_What needs to be done_.
Please answer these questions from the excerpt on AI embeddings:
(a) What ID number does it give for "apple"?
(b) Across how many dimensions might the array for "apple" extend?
(c) Which two concepts does it name as mathematically distant from "dog"?

The ID is converted back into a human-readable string (e.g., 499 becomes “you”).
The final text is rendered on your screen.

Understanding AI Embeddings

While humans perceive words through a lens of culture, emotion, and experience, a Large Language Model initially sees text as mere numerical identifiers. If you tell a computer that “apple” is ID 15339, it has no inherent way of knowing if an apple is a fruit or a tech company.

Embeddings are the solution to this meaning gap. They act as a sophisticated bridge, translating those raw ID numbers into dense, high-dimensional mathematical vectors that capture the actual essence of human language.

What is a Word Vector?

At its core, an embedding is a list of numbers—a vector—that represents a word’s position in a multi-dimensional “semantic space”.

Imagine a traditional dictionary where each word has a single definition. Now, imagine a massive mathematical spreadsheet where every word is assigned hundreds or even thousands of specific coordinates. For example, the word “apple” might be represented by an array like [0.12, -0.45, 0.89, ...] extending across 300 or more dimensions.

While humans can easily visualize three dimensions (length, width, and height), an LLM operates in a “high-dimensional” space. Individual numbers have no inherent meaning. Rather, a word’s coordinates define its position in semantic space, where proximity reflects similarity and vector operations reveal analogies. This distributed encoding allows the model to represent “apple” as a precise point where nearby locations contain semantically related words.

The Geography of Meaning

The true power of embeddings lies in spatial relationships. In this mathematical map, the physical distance between two points (vectors) indicates how similar their meanings are.

Semantic Clustering: Words that share a context, such as “dog,” “puppy,” and “hound,” are assigned coordinates that place them very close to one another. Conversely, the vector for “dog” would be mathematically distant from unrelated concepts like “microchip” or “existentialism.”
Linguistic Algebra: Because these words are now numbers, we can perform math on them to reveal logical relationships. A famous example in AI research (static embeddings) is the equation:
Vector("King") - Vector("Man") + Vector("Woman") ≈ Vector("Queen")

_Supplied material_.

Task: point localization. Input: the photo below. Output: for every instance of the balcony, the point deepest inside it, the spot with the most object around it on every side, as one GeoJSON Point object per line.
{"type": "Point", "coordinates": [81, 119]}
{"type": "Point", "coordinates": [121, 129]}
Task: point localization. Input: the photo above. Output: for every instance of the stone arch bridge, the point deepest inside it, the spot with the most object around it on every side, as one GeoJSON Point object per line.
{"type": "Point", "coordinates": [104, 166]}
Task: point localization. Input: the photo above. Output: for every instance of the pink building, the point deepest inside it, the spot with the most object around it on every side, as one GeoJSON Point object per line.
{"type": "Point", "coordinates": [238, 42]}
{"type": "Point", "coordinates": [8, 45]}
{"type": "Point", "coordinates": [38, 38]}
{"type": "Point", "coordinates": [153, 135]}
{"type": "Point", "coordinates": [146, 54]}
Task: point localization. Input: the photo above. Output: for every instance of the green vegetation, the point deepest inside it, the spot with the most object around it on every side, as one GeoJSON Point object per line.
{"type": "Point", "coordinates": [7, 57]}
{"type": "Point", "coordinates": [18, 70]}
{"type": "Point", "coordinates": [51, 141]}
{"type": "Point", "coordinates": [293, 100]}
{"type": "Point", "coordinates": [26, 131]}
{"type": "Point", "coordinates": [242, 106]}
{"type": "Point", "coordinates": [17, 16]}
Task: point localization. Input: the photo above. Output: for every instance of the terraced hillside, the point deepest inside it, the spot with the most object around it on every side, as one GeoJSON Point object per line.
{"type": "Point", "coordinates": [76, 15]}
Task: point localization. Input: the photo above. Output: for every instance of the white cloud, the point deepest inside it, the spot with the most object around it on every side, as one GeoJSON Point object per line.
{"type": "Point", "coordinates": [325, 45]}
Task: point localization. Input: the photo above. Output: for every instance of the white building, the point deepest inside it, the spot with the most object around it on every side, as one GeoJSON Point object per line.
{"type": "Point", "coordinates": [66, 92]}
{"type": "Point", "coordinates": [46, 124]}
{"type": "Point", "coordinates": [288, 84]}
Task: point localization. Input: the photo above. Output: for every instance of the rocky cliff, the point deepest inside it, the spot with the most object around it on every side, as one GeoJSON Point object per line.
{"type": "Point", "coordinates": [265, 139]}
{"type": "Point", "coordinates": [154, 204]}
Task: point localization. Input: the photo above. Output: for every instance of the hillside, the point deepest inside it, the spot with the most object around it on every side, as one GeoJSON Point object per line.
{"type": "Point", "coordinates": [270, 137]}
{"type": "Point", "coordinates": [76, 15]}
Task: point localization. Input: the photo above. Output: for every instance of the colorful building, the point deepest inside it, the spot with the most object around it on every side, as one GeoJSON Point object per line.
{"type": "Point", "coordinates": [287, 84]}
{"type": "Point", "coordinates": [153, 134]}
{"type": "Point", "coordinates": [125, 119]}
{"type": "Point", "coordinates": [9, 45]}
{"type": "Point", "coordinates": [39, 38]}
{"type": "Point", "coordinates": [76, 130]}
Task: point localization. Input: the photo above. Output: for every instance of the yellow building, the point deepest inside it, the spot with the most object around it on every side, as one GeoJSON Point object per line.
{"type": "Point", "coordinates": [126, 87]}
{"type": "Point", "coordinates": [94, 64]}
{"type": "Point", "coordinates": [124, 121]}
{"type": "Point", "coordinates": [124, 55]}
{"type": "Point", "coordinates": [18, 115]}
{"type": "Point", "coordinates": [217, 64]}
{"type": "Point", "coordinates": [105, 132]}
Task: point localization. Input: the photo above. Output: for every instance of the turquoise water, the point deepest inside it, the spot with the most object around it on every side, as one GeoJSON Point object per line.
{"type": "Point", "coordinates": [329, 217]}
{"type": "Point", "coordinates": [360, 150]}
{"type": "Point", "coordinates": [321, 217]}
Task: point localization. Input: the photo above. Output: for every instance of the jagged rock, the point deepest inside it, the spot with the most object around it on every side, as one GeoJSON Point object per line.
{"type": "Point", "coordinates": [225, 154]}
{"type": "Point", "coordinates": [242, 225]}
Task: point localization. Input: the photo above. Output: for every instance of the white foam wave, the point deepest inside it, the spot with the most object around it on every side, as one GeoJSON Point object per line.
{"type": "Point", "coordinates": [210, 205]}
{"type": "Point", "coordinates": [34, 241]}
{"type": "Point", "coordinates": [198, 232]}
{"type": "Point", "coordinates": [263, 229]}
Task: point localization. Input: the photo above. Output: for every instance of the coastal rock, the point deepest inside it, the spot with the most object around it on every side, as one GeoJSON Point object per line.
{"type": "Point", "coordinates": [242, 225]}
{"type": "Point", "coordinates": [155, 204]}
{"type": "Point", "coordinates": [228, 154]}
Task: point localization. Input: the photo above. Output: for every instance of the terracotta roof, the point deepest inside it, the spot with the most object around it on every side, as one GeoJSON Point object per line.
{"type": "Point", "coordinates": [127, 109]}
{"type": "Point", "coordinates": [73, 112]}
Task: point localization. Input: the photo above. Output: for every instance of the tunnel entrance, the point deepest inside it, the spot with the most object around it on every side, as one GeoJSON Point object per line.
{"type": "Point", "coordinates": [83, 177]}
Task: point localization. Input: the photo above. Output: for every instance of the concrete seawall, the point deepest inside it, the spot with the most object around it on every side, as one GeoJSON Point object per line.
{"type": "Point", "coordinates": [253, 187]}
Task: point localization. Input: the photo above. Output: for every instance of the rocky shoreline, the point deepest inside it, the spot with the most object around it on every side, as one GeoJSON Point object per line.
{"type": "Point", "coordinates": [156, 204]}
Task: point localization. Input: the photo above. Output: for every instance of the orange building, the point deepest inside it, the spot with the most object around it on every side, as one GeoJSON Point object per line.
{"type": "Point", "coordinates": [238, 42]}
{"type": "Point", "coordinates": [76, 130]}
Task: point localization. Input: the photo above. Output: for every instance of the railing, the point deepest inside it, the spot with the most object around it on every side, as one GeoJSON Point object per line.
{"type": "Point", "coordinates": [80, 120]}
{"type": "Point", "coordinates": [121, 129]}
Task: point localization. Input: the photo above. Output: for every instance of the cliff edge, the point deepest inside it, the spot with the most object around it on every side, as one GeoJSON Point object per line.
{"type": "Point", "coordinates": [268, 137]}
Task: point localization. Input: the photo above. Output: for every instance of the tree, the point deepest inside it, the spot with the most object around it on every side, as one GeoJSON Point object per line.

_Solution to this problem_.
(a) 15339
(b) 300 or more
(c) "microchip" and "existentialism"